** Supplied entries **
- Opening Delimiter -

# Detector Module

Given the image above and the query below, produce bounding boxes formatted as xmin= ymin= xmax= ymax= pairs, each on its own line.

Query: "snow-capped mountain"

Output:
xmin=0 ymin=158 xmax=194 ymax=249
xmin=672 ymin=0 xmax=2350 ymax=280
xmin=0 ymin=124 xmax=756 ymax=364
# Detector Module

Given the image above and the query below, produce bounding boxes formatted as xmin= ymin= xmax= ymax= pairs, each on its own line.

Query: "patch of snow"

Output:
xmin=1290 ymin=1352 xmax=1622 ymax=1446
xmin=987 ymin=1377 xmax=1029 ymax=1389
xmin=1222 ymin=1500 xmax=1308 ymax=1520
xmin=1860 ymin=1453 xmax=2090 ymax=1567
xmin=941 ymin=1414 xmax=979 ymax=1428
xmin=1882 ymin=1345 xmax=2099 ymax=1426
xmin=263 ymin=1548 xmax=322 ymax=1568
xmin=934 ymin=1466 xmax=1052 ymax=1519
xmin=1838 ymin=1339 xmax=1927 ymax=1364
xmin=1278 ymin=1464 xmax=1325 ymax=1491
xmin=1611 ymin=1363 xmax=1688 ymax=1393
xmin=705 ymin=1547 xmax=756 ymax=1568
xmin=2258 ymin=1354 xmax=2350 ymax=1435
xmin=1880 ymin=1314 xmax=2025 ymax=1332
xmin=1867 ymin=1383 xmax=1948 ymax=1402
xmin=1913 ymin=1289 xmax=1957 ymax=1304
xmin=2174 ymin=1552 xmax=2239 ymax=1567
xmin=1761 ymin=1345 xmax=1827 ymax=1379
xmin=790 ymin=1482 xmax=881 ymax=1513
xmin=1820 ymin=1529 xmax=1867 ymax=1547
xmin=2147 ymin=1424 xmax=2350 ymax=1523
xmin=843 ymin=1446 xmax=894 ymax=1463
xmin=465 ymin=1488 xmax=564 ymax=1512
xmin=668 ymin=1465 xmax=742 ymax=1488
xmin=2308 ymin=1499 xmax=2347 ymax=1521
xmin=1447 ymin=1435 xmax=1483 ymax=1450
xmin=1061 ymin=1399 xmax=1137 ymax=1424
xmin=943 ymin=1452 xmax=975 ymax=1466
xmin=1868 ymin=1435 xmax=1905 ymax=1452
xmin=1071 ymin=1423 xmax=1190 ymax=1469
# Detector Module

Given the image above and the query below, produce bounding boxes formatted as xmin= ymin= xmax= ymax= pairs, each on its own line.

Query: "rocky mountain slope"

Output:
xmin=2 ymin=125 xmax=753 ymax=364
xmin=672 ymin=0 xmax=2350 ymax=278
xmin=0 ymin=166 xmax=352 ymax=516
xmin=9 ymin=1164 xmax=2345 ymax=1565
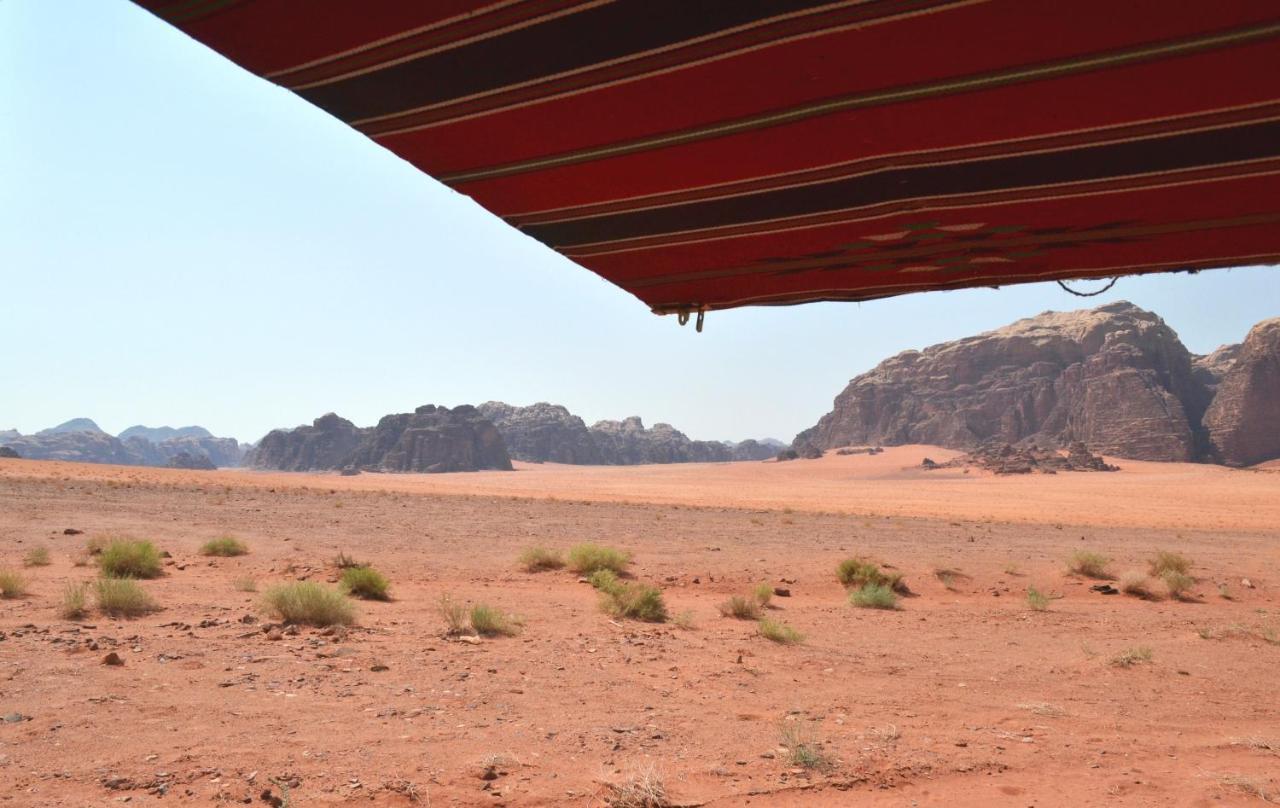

- Closing Delimiter -

** Directions for this task **
Please tally the lines above that contain "snow" and report nothing but the total.

** Exercise solution **
2